◆ Instructions to follow
Write out every entry exactly as it appears, omitting the pictures.

Saved entries:
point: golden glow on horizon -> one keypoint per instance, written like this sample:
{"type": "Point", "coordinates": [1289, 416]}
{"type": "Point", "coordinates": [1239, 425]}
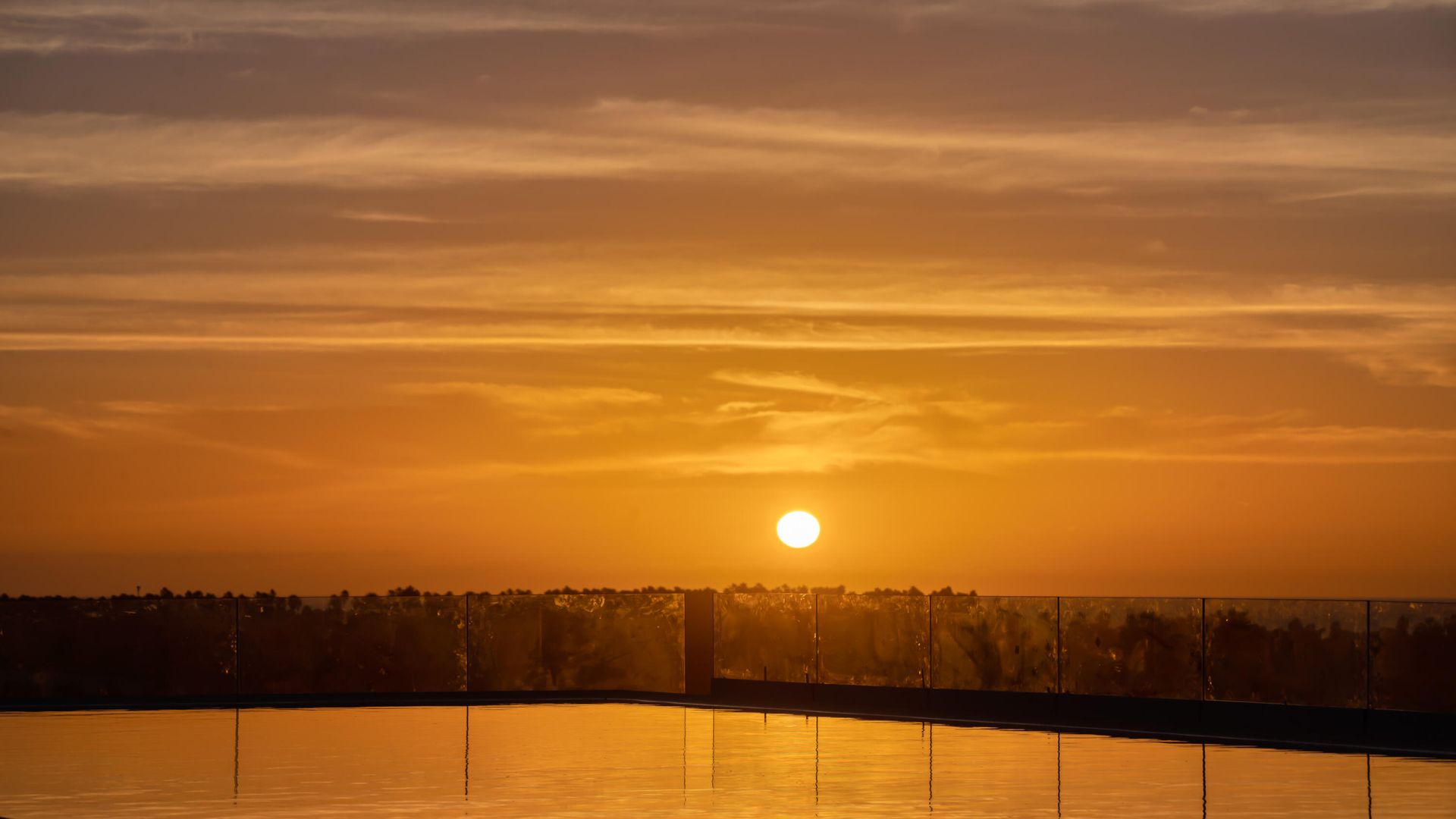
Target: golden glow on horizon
{"type": "Point", "coordinates": [799, 529]}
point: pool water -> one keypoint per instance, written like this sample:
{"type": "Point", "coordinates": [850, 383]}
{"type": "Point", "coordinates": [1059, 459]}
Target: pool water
{"type": "Point", "coordinates": [603, 760]}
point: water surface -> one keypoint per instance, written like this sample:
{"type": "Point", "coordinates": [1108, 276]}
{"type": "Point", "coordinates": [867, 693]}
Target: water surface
{"type": "Point", "coordinates": [585, 761]}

◆ Your response
point: golden glow on horizon -> one keypoint per instance, written like this sample:
{"type": "Point", "coordinates": [1289, 416]}
{"type": "Point", "coordinates": [1239, 425]}
Target: golden glow on horizon
{"type": "Point", "coordinates": [799, 529]}
point: pool water -> one keypoint per instance, written like this sample:
{"type": "Point", "coordinates": [850, 383]}
{"type": "Point", "coordinates": [1059, 459]}
Target: pool water
{"type": "Point", "coordinates": [603, 760]}
point: water surface -> one keypoint per instance, written like this sample:
{"type": "Point", "coordinates": [1108, 276]}
{"type": "Point", "coordinates": [867, 693]}
Target: water surface
{"type": "Point", "coordinates": [585, 761]}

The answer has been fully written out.